▶ _What you have to do_
Filter the lines below, keeping only those that contain the word "monument" with the same capitalization, and copy each of them.

▶ _Task inputs_
# # # # # # #

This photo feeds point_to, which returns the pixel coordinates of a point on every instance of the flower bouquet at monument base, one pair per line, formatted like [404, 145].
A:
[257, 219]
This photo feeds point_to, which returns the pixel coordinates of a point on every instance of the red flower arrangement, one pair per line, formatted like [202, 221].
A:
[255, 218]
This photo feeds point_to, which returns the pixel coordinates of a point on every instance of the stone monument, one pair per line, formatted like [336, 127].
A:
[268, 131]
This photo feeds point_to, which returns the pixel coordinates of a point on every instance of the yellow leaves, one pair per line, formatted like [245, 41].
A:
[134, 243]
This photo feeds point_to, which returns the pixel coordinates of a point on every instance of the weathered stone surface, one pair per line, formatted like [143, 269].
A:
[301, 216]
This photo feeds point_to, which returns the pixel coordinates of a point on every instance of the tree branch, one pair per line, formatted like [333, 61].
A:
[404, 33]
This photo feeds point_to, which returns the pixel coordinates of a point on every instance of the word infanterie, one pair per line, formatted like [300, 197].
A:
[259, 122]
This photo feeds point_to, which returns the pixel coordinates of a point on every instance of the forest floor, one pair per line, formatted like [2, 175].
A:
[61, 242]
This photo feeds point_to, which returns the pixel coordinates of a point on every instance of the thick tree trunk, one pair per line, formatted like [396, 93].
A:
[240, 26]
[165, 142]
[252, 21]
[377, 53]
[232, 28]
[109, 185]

# # # # # # #

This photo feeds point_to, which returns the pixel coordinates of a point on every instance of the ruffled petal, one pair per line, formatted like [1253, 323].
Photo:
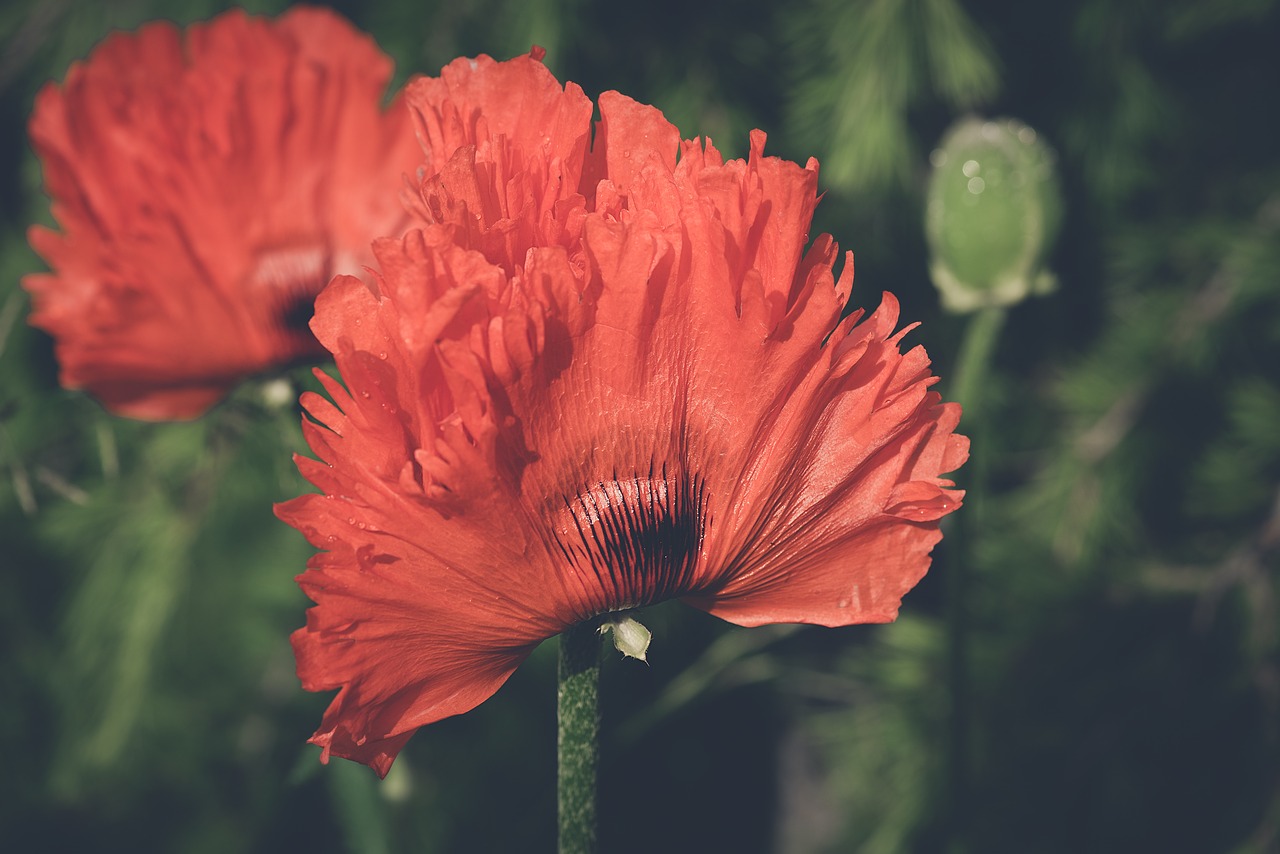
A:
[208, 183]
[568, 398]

# # # # # # #

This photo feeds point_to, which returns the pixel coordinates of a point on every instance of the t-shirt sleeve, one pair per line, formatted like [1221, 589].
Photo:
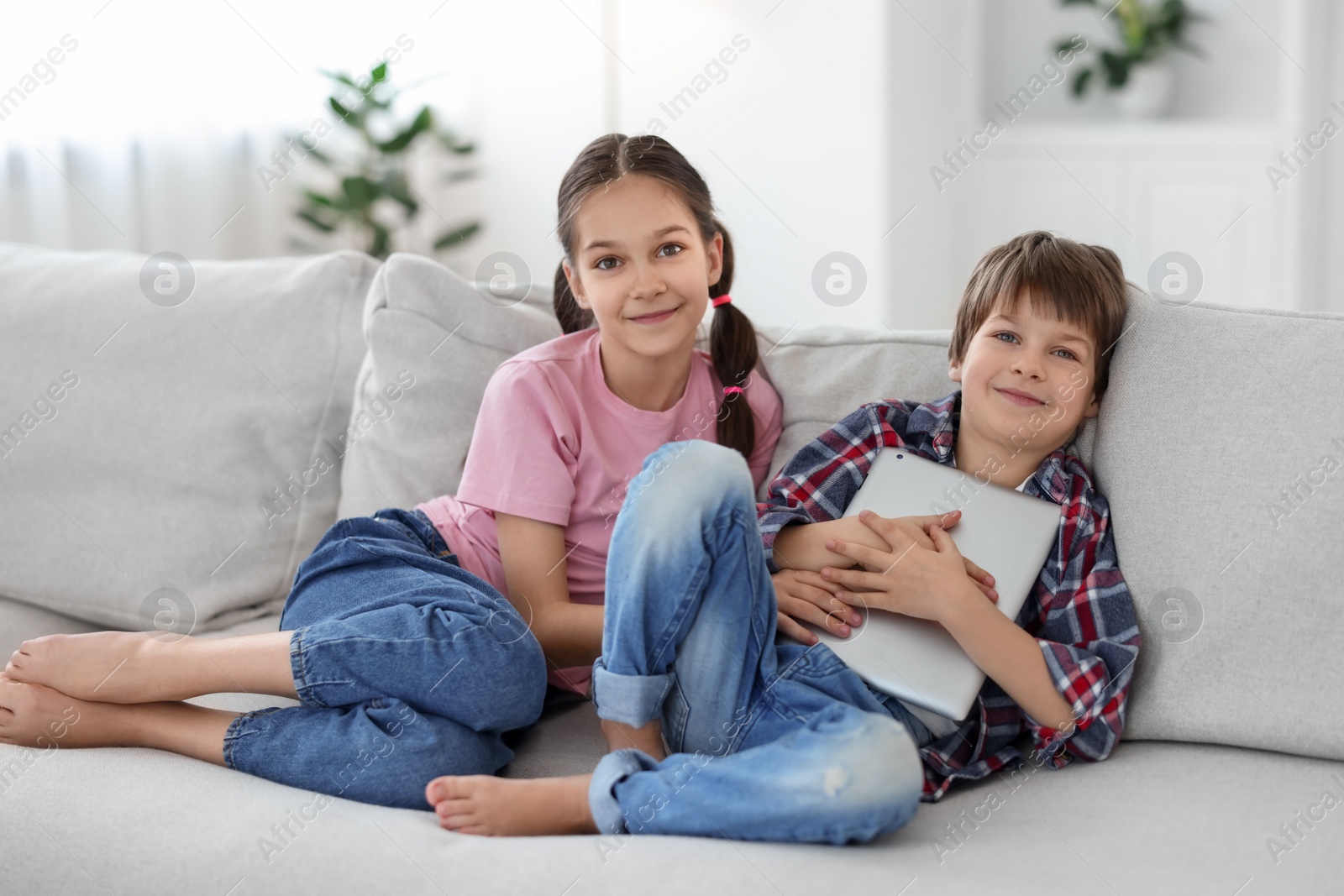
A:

# # # # # # #

▶ _The reply_
This photo feeds point_to, which returns the pixel coordinates of a point on every instance of the flower bouquet at monument base, one pair per line, formatted like [404, 145].
This photo feeds point_to, which returns the pixel coordinates of a point on every instance of the stone monument, one pair per line, formatted like [336, 127].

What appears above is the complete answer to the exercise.